BEGIN DATA

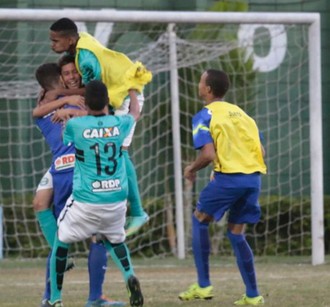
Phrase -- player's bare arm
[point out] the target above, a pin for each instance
(206, 156)
(65, 114)
(45, 108)
(53, 94)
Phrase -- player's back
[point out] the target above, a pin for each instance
(100, 174)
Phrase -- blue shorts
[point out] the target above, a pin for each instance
(240, 201)
(62, 187)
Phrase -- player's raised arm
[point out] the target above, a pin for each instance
(134, 108)
(43, 109)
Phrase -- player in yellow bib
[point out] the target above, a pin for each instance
(96, 62)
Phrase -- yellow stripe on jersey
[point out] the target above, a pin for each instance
(236, 138)
(118, 72)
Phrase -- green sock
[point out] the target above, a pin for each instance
(133, 188)
(57, 269)
(121, 257)
(48, 225)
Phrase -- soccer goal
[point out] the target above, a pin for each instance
(273, 60)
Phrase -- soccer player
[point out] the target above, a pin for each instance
(47, 113)
(119, 74)
(100, 188)
(228, 137)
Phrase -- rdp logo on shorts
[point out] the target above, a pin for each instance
(106, 185)
(64, 162)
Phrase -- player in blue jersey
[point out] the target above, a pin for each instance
(95, 62)
(100, 188)
(46, 113)
(228, 137)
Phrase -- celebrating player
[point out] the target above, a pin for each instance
(119, 74)
(228, 137)
(57, 181)
(98, 203)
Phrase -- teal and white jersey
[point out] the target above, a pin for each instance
(99, 173)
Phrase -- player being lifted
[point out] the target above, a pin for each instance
(100, 189)
(57, 182)
(119, 74)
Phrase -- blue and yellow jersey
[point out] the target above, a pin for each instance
(62, 156)
(99, 174)
(114, 69)
(235, 136)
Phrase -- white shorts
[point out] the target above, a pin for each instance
(79, 221)
(123, 110)
(46, 182)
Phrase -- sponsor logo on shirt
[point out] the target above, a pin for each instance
(64, 162)
(101, 132)
(106, 185)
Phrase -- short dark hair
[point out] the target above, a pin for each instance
(66, 59)
(65, 26)
(48, 75)
(96, 95)
(218, 81)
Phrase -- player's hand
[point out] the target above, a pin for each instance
(189, 173)
(76, 100)
(61, 115)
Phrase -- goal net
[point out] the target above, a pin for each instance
(268, 59)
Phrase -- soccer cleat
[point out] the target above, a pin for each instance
(134, 292)
(195, 292)
(134, 223)
(253, 301)
(103, 302)
(56, 304)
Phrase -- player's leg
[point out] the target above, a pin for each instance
(97, 266)
(57, 269)
(41, 205)
(137, 216)
(97, 263)
(114, 233)
(201, 251)
(246, 210)
(212, 205)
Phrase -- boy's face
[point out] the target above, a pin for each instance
(70, 76)
(203, 89)
(60, 43)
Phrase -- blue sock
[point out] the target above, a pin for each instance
(201, 250)
(133, 188)
(47, 281)
(245, 262)
(97, 264)
(121, 257)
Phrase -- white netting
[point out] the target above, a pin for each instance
(270, 87)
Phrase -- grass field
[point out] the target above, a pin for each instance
(284, 282)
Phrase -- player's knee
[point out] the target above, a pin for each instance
(202, 217)
(234, 238)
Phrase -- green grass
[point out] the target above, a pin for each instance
(283, 282)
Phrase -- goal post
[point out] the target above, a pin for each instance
(274, 63)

END DATA

* **EXERCISE AIM**
Filter the entries and copy each line with "blue".

* **WRITTEN SOLUTION**
Phrase -- blue shorts
Phrase -- player in blue jersey
Phrase -- blue and yellow jersey
Phrase -- blue sock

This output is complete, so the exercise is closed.